Problem to work on |
Could you reproduce the listing below, switching every "keypoint" to "marker" and leaving everything else unchanged?

◆ ◆ ◆ ◆ ◆

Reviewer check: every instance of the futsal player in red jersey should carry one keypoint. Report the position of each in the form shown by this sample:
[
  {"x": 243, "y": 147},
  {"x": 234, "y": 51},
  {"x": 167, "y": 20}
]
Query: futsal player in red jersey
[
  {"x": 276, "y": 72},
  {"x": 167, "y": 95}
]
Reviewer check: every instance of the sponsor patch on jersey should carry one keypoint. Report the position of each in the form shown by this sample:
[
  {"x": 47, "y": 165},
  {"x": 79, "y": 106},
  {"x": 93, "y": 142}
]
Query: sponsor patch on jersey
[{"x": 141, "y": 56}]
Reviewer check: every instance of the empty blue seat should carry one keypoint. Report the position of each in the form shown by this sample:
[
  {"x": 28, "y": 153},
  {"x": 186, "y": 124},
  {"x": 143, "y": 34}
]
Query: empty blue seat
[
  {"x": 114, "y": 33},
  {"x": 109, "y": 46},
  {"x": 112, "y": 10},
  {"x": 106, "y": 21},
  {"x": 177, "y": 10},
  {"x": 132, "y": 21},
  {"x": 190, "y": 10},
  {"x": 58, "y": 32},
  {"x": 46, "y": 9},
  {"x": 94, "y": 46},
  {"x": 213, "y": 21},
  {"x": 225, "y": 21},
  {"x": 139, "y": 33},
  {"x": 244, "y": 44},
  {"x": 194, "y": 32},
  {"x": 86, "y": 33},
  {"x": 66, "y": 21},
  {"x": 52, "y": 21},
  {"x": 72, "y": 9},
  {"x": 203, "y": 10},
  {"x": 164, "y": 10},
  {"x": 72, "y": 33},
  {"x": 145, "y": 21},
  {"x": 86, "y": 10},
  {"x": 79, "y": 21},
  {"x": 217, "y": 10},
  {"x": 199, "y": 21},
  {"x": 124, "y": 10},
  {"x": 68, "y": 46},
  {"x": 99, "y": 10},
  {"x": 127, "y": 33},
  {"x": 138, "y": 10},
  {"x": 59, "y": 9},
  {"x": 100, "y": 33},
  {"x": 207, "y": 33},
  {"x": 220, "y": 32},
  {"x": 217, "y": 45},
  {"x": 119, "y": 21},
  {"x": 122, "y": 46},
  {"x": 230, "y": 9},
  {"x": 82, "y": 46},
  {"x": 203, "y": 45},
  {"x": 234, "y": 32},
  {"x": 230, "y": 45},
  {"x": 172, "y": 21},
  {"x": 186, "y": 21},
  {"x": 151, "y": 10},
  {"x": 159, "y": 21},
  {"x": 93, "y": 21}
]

◆ ◆ ◆ ◆ ◆

Full solution |
Reviewer check: every instance of the futsal player in red jersey should carry one marker. Report the position of each in the form shown by this sample:
[
  {"x": 243, "y": 147},
  {"x": 234, "y": 51},
  {"x": 167, "y": 20}
]
Query: futsal player in red jersey
[
  {"x": 276, "y": 72},
  {"x": 167, "y": 95}
]
Reviewer check: every instance of the sponsor patch on jersey should carry one marker. Report the position of each in the form shown by this sample:
[
  {"x": 47, "y": 165},
  {"x": 79, "y": 106},
  {"x": 93, "y": 142}
]
Query: sponsor patch on jersey
[{"x": 141, "y": 56}]
Reviewer check: every instance of the empty blue seat should carry one marker. Report the position of each in the form shown by this sample:
[
  {"x": 28, "y": 153},
  {"x": 186, "y": 124},
  {"x": 143, "y": 34}
]
Query: empty blue seat
[
  {"x": 114, "y": 33},
  {"x": 109, "y": 46},
  {"x": 112, "y": 10},
  {"x": 106, "y": 21},
  {"x": 177, "y": 10},
  {"x": 132, "y": 21},
  {"x": 190, "y": 10},
  {"x": 58, "y": 32},
  {"x": 46, "y": 9},
  {"x": 94, "y": 46},
  {"x": 213, "y": 21},
  {"x": 225, "y": 21},
  {"x": 139, "y": 33},
  {"x": 244, "y": 44},
  {"x": 194, "y": 32},
  {"x": 86, "y": 33},
  {"x": 66, "y": 21},
  {"x": 52, "y": 21},
  {"x": 72, "y": 9},
  {"x": 203, "y": 10},
  {"x": 164, "y": 10},
  {"x": 72, "y": 33},
  {"x": 145, "y": 21},
  {"x": 86, "y": 10},
  {"x": 79, "y": 21},
  {"x": 217, "y": 10},
  {"x": 199, "y": 21},
  {"x": 124, "y": 10},
  {"x": 68, "y": 46},
  {"x": 99, "y": 10},
  {"x": 127, "y": 33},
  {"x": 138, "y": 10},
  {"x": 59, "y": 9},
  {"x": 100, "y": 33},
  {"x": 207, "y": 33},
  {"x": 220, "y": 32},
  {"x": 217, "y": 45},
  {"x": 119, "y": 21},
  {"x": 122, "y": 46},
  {"x": 230, "y": 9},
  {"x": 82, "y": 46},
  {"x": 203, "y": 45},
  {"x": 234, "y": 32},
  {"x": 230, "y": 45},
  {"x": 172, "y": 21},
  {"x": 186, "y": 21},
  {"x": 151, "y": 10},
  {"x": 159, "y": 21},
  {"x": 93, "y": 21}
]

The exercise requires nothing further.